■ TRY IT
Nothing but the lines from the one containing "Note: for this drill, mark the asphalt" through the end of the entries below should be set down, each exactly as written.

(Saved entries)
┌──

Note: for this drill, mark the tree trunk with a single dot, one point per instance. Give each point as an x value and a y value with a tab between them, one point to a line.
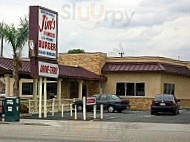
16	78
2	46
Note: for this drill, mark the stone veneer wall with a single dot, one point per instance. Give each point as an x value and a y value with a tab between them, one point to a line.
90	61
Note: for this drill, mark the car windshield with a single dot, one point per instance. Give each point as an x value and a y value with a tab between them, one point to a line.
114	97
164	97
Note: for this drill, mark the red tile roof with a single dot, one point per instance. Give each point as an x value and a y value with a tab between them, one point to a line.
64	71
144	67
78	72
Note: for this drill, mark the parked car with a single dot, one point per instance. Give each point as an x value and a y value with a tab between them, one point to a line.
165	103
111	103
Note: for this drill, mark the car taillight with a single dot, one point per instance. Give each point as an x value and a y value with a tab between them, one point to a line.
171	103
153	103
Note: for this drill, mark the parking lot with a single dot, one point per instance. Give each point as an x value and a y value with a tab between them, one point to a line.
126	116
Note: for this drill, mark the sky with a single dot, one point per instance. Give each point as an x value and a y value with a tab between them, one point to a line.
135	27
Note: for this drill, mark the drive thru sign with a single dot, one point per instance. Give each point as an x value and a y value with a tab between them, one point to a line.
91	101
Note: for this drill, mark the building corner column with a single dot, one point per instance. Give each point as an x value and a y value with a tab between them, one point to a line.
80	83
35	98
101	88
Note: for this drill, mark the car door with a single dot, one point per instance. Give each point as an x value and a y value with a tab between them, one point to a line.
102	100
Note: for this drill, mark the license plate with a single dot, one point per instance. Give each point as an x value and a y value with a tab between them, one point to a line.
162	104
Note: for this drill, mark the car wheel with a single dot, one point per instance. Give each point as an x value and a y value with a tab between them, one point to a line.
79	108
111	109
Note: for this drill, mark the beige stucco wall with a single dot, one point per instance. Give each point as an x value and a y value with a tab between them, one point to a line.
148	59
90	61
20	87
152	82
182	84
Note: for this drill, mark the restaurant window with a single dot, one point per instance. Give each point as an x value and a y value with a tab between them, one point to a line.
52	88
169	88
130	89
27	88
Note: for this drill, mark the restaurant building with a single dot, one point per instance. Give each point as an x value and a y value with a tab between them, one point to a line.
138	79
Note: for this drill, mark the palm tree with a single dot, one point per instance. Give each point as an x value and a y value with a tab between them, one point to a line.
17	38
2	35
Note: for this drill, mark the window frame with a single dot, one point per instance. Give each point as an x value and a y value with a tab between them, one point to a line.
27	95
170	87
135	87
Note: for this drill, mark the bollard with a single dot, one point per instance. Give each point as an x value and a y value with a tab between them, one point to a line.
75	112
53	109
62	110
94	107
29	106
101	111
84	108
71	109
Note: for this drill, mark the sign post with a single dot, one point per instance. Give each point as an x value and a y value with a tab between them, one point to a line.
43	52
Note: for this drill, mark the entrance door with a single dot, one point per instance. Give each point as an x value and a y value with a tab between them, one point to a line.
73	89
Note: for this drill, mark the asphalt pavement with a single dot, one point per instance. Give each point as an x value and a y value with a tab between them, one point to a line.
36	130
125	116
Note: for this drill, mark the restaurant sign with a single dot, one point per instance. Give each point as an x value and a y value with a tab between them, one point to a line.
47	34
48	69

└──

■ ANSWER SECTION
Note: for this drill, mark the asphalt pavement with a single dot, one point per instance. Give each point as an x value and a y value with a tab between them, one point to a line.
36	130
125	116
Note: for this drill, mark the restaurant sign with a single dot, one point per instance. Give each point as an x value and a y value with a tab between them, one point to a line.
47	34
48	69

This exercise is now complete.